• **TASK LIST**
**a.** From the court opinion on Ford Motor Co. v. N.L.R.B. below, name every attorney listed as counsel and the party each one represents.
**b.** Resume the court opinion on Ford Motor Co. v. N.L.R.B. below, picking up right after its final sentence.

• **PAGE EXTRACT**
<<<<

Ford Motor Co. (Chicago Stamping Plant) v. N.L.R.B.

Decision Date23 March 1978
Docket NumberNo. 77-1707,77-1707
Citation571 F.2d 993
Parties97 L.R.R.M. (BNA) 3030, 83 Lab.Cas. P 10,388 FORD MOTOR COMPANY (CHICAGO STAMPING PLANT), Petitioner, v. NATIONAL LABOR RELATIONS BOARD, Respondent, and Local 588, United Automobile, Aerospace and Agricultural Implement Workers of America, UAW, Intervenor.
CourtU.S. Court of Appeals — Seventh Circuit

William J. Rooney, Dearborn, Mich., William W. McKittrick, Chicago, Ill., for petitioner.

Elliott Moore, Deputy Associate Gen. Counsel, Linda E. Auerbach, William R. Stewart, Attys., N.L.R.B., Washington, D.C., for respondent.

Before SWYGERT and SPRECHER, Circuit Judges, and GRANT, Senior District Judge. *

SPRECHER, Circuit Judge.

The question in this appeal is whether in-plant cafeteria and vending machine food prices and services are "terms and conditions of employment" under Section 8(d) of the National Labor Relations Act, as amended, or materially or significantly affect or have impact upon such terms and conditions under the facts and circumstances of this case. 1

The appeal comes here for review of an order of the National Labor Relations Board and upon the Board's cross-application for enforcement. On December 1, 1976, an Administrative Law Judge issued his decision recommending that the complaint be dismissed. The Board's decision and order issued on July 11, 1977, reversed the Administrative Law Judge and concluded that cafeteria and vending machine services and prices are mandatory subjects of collective bargaining. 230 NLRB No. 101 (1977).

I

The petitioner, Ford Motor Company (Company), operates an automotive parts stamping plant in Chicago Heights, Illinois, where it employs approximately 3600 hourly-rated production employees working in three shifts and represented by the intervenor, Local 588 of the United Automobile, Aerospace and Agricultural Implement Workers of America, UAW (Union). The Company and Union have been parties to a series of national collective bargaining agreements supplemented by local agreements. There is no other union in the plant.

The Company provides its employees with two air-conditioned cafeterias seating a total of 450-600 persons and five air-conditioned and enclosed vending machine areas, called "coke cribs," with a total seating capacity of 235-300 persons. All employees have a 30-minute lunch period. The parties agreed that it was not feasible for employees to leave the plant during their food breaks. Mobile food vending trucks are not permitted on plant property.

>>>>

• **RECORDS PROVIDED**
<<<<

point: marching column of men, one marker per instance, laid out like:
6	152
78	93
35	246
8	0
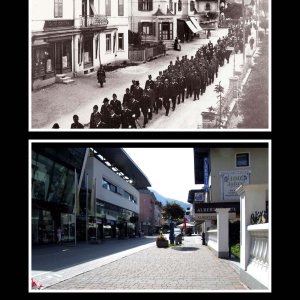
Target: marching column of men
184	79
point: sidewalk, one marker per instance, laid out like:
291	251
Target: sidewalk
189	267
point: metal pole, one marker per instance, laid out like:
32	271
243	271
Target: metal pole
243	32
86	209
96	206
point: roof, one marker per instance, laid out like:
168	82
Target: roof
121	160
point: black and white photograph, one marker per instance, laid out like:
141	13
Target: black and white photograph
195	216
152	65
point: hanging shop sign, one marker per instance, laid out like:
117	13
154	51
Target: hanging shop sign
206	187
60	23
230	181
198	197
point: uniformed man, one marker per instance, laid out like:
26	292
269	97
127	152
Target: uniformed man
174	92
116	104
166	96
114	120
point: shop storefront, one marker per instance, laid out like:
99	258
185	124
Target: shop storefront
52	193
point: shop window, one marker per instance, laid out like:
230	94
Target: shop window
242	160
108	42
58	6
121	41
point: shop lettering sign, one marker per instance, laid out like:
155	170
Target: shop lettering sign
230	181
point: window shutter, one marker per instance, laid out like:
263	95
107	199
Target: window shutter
140	4
140	27
150	4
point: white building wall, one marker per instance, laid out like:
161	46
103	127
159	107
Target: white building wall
96	169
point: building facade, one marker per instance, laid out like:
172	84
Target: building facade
73	37
108	196
147	211
228	168
162	20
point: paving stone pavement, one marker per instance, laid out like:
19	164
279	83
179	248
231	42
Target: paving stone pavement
161	269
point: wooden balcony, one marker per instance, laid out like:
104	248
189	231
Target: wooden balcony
93	21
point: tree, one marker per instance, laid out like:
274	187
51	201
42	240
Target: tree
233	11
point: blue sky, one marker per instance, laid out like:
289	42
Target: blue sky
169	170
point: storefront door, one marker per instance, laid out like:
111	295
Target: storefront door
58	61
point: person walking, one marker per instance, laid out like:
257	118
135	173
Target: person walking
166	96
58	235
76	124
101	76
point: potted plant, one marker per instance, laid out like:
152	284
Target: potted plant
161	242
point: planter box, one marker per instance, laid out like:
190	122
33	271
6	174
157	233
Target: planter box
162	244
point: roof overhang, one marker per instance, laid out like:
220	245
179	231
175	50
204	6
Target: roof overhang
122	161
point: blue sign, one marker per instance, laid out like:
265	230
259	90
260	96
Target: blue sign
206	187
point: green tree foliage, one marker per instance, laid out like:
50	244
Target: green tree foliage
233	11
173	211
254	103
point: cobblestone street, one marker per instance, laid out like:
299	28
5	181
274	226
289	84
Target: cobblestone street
187	267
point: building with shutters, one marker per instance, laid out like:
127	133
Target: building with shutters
162	20
116	193
73	37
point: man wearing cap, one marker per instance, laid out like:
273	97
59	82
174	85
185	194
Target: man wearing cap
145	104
76	124
174	92
135	107
150	82
167	96
196	86
127	97
138	91
126	116
116	104
101	75
114	121
95	118
151	94
158	91
181	86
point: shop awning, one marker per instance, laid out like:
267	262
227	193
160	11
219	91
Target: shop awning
191	26
195	23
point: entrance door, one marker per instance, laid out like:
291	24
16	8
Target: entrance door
58	55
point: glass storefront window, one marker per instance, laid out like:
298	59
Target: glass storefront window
68	227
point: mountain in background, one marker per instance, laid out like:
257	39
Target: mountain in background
162	199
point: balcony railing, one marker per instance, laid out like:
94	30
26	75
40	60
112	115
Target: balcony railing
95	20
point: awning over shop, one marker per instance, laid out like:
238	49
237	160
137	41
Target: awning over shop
195	23
191	26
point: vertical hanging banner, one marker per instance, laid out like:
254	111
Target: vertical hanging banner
93	198
206	187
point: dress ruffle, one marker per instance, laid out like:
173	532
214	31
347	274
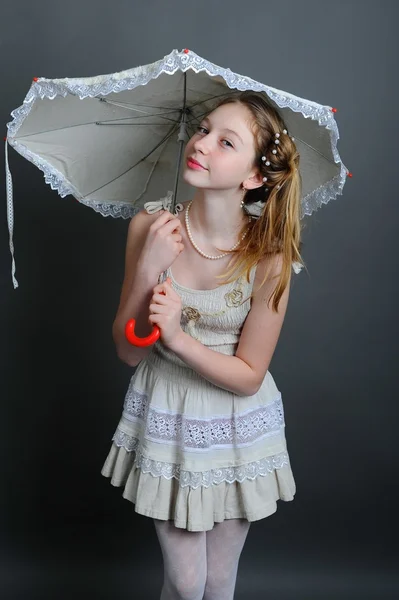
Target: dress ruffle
197	509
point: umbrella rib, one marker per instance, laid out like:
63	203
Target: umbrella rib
166	137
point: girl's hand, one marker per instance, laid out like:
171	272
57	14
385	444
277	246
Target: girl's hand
163	243
165	311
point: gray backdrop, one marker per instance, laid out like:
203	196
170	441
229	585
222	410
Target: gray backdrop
64	527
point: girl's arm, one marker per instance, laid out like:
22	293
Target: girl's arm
243	373
228	372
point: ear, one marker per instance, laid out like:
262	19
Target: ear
253	181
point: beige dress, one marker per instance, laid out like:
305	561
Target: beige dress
190	451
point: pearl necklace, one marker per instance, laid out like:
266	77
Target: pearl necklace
198	249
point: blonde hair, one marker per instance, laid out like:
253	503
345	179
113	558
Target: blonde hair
276	233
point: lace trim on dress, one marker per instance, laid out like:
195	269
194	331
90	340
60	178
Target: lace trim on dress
157	468
202	434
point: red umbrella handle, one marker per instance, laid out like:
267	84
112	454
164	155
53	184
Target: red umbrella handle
138	341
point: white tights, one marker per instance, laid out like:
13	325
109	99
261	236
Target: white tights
201	565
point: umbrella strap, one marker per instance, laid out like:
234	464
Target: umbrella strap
10	214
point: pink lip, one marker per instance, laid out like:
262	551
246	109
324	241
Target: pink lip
193	164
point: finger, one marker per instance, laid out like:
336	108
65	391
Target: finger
160	298
159	309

>>>>

• **IN RESPONSE**
**a.**
William J. Rooney (petitioner)
William W. McKittrick (petitioner)
Elliott Moore (respondent)
Linda E. Auerbach (respondent)
William R. Stewart (respondent)

**b.**
Employees are permitted to bring their own food into the plant and it may be eaten in the cafeteria or coke crib areas. However, the food brought in may only be stored in ventilated but not air-conditioned locker rooms. The employees have no refrigeration facilities and in the summer months the lockers become "very hot and sticky and smelly" with temperatures frequently ranging from 80 to 100 degrees and causing food spoilage. The Company has occasionally employed exterminator services because of unsanitary conditions in the locker rooms.

Based on physical counts of usage, it appeared that assuming a normal 5-day workweek, about 20-30% Of the employees used the Company cafeterias each day and, assuming that all employees used the vending machines, each employee used vending machines about 31/2 times per day.

The two cafeterias and five vending machine areas are serviced by a caterer, ARA Services, Inc., under a contract with the Company dated February 11, 1972, which provides that ARA shall:

furnish products of quality in accordance with purchasing specifications that shall have been submitted to and approved by Ford, and in accordance with a price and portion list for said manual food service and vending machines that shall have been submitted to Ford and that shall be subject to review at the request of Ford or contractor.

Under the agreement the Company furnishes rent-free space, rent-free equipment (except the vending machines), all needed utilities and maintenance whereas ARA furnishes the vending machines, all food and beverages, and management and labor. The agreement further provides that ARA shall be reimbursed for all direct costs of food and vending operations plus an allowance for general administrative costs equivalent to 4% Of net receipts plus a service fee of 5% Of net receipts. If gross receipts are less than the sum of the costs of the operation plus the service fee, the Company is obligated to reimburse ARA for the deficit by an annual amount not to exceed $52,000. For all recent years, the operation has been on a loss basis and the Company has made up the annual loss to ARA. Finally, the agreement provides that ARA is an independent contractor and that the contract is terminable by either party upon 60 days written notice.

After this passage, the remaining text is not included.